__REQUIREMENT__:
Continue the passage on webcam quality in the Visual World Paradigm, picking up after its final sentence.

__SOURCE EXTRACT__:
## START
To examine these factors, we replicate a paradigm widely used in psycholinguistics—the Visual World Paradigm (VWP) (Cooper, 1974; Tanenhaus et al., 1995). The VWP has been successfully adapted for webcam-based eye-tracking (Bramlett & Wiener, 2024, 2025; Geller et al., 2025; Prystauka et al., 2024). While there are variations in implementation (see Huettig et al., 2011), in the version most relevant to the present study, each trial presents four images positioned in the four screen quadrants while a spoken word is played. Participants then select the picture that matches the utterance.

In paradigms of this kind, item sets are typically designed so that the display contains a target (e.g., carrot), a cohort competitor (e.g., carriage), a rhyme competitor (e.g., parrot), and an unrelated distractor (e.g., tadpole). This configuration allows researchers to examine the dynamics of lexical competition—for example, how phonologically similar words like carriage (cohort effect) or parrot (the rhyme effect) affect online speech processing. Notably, such competition effects have also been replicated in webcam-based VWP studies (e.g., Geller et al., 2025; Slim et al., 2024), highlighting this paradigm as a particularly strong test case for the present investigation.

Experiment 1: High Quality Webcam vs. Standard-quality Webcam

Both Slim & Hartsuiker (2023) and Geller et al. (2025) observed a clear relationship between webcam quality and calibration accuracy in webcam-based eye-tracking. Building on these findings, Experiment 1 tests how webcam quality influences competition effects in a single-word VWP. Specifically, we ask whether a higher-quality webcam yields (a) a greater proportion of looks to relevant interest areas (i.e., stronger detectability of competition), (b) an earlier emergence of these effects over time, and (c) lower data attrition rates relative to a lower-quality webcam.

To address this, participants will complete the same VWP task using one of two webcam types: a high-quality external webcam (e.g., Logitech Brio) and a standard external webcam designed to emulate a typical built-in laptop camera (e.g., Logitech C270). The high-quality webcam offers higher resolution, a higher sampling rate, and greater frame-rate stability, and more consistent illumination handling—factors expected to enhance gaze precision and tracking reliability. In contrast, more standard webcams, while representative of most participants’ home setups, typically provide lower frame rates and exhibit greater variability under different lighting conditions. Comparing these two setups enables a direct assessment of how hardware quality constrains the strength, timing, and reliability of linguistic competition effects in webcam-based eye-tracking.
## END
__DATA BLOCK__:
## START
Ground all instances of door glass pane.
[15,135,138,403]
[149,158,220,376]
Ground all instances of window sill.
## END
__EXERCISE RESPONSE__:
Hypotheses

We hypothesize several effects related to competition, onset, and attrition.

Competition Effects

(H1a) Participants will show a competition effect, with more looks directed toward cohort competitors than unrelated distractors. (H1b) Webcam quality (high vs. standard) will influence the overall proportion of looks, with higher-quality webcams detecting a greater number of looks. (H1c) There will be an interaction between webcam quality and competition, such that the magnitude of the competition effect will be larger in the high-quality webcam condition than in the standard-quality condition.

Onset Effects

(H2a) Looks to cohort competitors will emerge earlier than looks to unrelated distractors. (H2b) The onset of looks will occur earlier in the high-quality webcam condition than in the standard-quality condition. (H2c) Consequently, the competition effect will emerge sooner in the high-quality webcam condition compared to the standard-quality condition.

Attrition

(H3) Attrition rates will be lower in the high-quality webcam condition than in the standard-quality webcam condition.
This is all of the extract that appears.